Document text -
--------------------

In their search for algae to eat, oysters act as natural water filters — cleaning up to 50 gallons of water every day by removing organic particles and nitrogen. New Yorkers eventually realized bringing the mollusks back could help the harbor recover. By 2000, almost three decades after the Clean Water Act prohibited waste and sewage dumping, the water quality improved enough for oysters to stand a chance. A decade later, the dream of a biodiverse harbor led to the creation of the Billion Oyster Project.
As the name suggests, the nonprofit plans to bring 1 billion oysters back to New York Harbor. It’s already restored 19 acres of reefs, now home to 140 million oysters, as 3p previously reported. The project relies on tens of thousands of students, volunteers, and citizen scientists to help with water testing, oyster restoration and monitoring. Project organizers hope that engagement and education will inspire New Yorkers to be stewards of their harbors.

--------------------

Material provided -
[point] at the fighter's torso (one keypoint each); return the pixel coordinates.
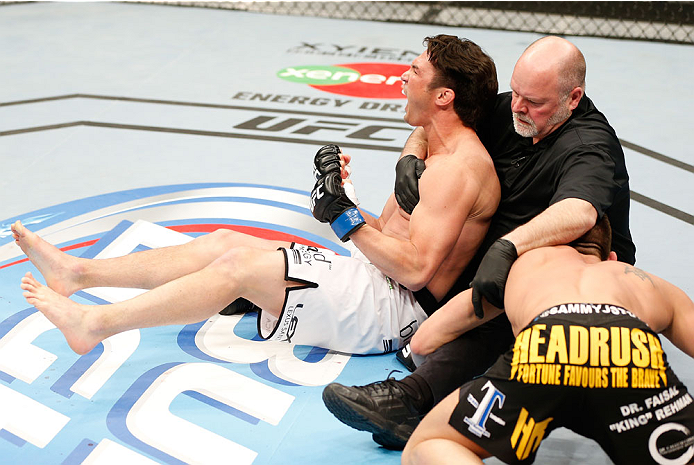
(551, 276)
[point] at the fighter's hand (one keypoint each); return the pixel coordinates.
(330, 204)
(490, 280)
(408, 170)
(327, 160)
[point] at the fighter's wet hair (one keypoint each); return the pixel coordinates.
(597, 241)
(461, 65)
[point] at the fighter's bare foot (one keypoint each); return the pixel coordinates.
(71, 318)
(59, 269)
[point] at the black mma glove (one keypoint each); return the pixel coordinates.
(490, 280)
(408, 170)
(327, 160)
(330, 204)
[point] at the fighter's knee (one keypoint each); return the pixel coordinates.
(235, 260)
(222, 237)
(411, 454)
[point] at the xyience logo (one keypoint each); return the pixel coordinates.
(367, 80)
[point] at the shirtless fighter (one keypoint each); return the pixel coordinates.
(586, 357)
(359, 304)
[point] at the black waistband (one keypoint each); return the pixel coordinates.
(427, 301)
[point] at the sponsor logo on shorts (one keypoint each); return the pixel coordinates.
(407, 331)
(588, 356)
(671, 444)
(312, 254)
(657, 408)
(289, 323)
(366, 80)
(477, 423)
(528, 434)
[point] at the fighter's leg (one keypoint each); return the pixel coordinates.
(434, 441)
(255, 274)
(148, 269)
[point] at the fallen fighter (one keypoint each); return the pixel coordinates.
(586, 357)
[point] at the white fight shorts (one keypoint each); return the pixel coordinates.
(343, 304)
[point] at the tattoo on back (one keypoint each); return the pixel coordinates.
(640, 273)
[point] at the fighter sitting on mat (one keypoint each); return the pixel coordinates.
(586, 357)
(359, 304)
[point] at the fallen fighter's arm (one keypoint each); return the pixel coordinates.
(681, 329)
(447, 196)
(449, 322)
(560, 223)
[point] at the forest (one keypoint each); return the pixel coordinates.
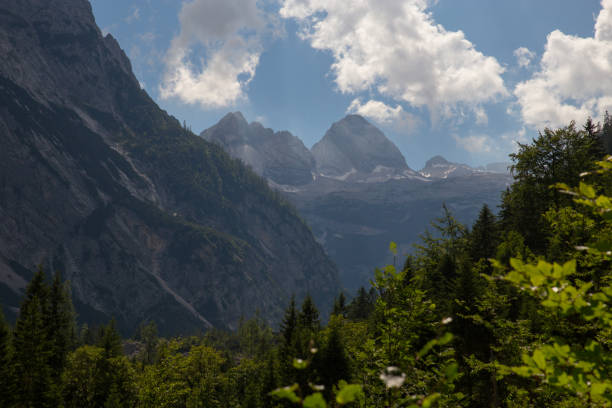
(512, 311)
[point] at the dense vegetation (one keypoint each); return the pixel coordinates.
(474, 318)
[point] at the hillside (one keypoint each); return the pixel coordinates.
(145, 219)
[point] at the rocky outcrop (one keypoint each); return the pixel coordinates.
(439, 168)
(278, 156)
(145, 219)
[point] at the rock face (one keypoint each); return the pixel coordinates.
(277, 156)
(439, 168)
(354, 149)
(145, 219)
(363, 194)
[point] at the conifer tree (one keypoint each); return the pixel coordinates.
(288, 348)
(361, 306)
(59, 320)
(5, 363)
(334, 364)
(110, 340)
(484, 237)
(31, 347)
(606, 133)
(309, 315)
(340, 305)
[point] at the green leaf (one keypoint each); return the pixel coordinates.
(348, 393)
(586, 190)
(299, 364)
(393, 248)
(315, 401)
(451, 371)
(427, 402)
(287, 393)
(539, 359)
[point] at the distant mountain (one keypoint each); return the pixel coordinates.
(277, 156)
(363, 194)
(145, 219)
(353, 149)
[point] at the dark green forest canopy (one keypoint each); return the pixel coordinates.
(475, 317)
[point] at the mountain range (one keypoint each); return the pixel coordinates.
(355, 190)
(146, 220)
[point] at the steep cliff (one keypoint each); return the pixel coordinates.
(145, 219)
(278, 156)
(354, 149)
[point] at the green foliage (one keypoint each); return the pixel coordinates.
(5, 360)
(441, 331)
(579, 369)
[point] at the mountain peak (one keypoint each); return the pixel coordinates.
(353, 145)
(436, 160)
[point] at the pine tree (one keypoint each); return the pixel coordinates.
(606, 133)
(31, 347)
(110, 340)
(334, 363)
(484, 237)
(288, 348)
(309, 315)
(340, 305)
(5, 363)
(361, 306)
(59, 319)
(289, 324)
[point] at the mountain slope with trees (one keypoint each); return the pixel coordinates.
(144, 218)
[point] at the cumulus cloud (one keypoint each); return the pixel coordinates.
(474, 143)
(383, 114)
(523, 56)
(376, 110)
(135, 15)
(574, 79)
(396, 48)
(230, 34)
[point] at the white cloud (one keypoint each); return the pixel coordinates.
(230, 33)
(474, 143)
(524, 56)
(396, 48)
(134, 16)
(514, 138)
(376, 110)
(397, 118)
(574, 80)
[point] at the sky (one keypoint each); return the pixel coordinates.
(464, 79)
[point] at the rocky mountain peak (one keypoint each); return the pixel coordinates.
(437, 161)
(231, 130)
(353, 147)
(145, 219)
(278, 156)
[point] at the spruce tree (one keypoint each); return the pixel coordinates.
(484, 237)
(309, 315)
(361, 306)
(288, 348)
(606, 133)
(5, 363)
(60, 324)
(32, 372)
(334, 364)
(110, 340)
(340, 305)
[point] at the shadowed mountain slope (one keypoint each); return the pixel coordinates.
(145, 219)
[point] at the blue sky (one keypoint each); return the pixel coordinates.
(465, 79)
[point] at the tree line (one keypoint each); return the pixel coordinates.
(475, 317)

--------------------

Jobs -
a) In the oyster text, how many acres of reefs has the Billion Oyster Project already restored?
b) In the listing, rewrite the lines from the one containing "[point] at the tree" through the end of the listing, changing "tree line" to "forest edge" and leaving everything else as it is.

The responses -
a) 19 acres

b)
[point] at the forest edge (one keypoint each); return the pixel coordinates.
(475, 317)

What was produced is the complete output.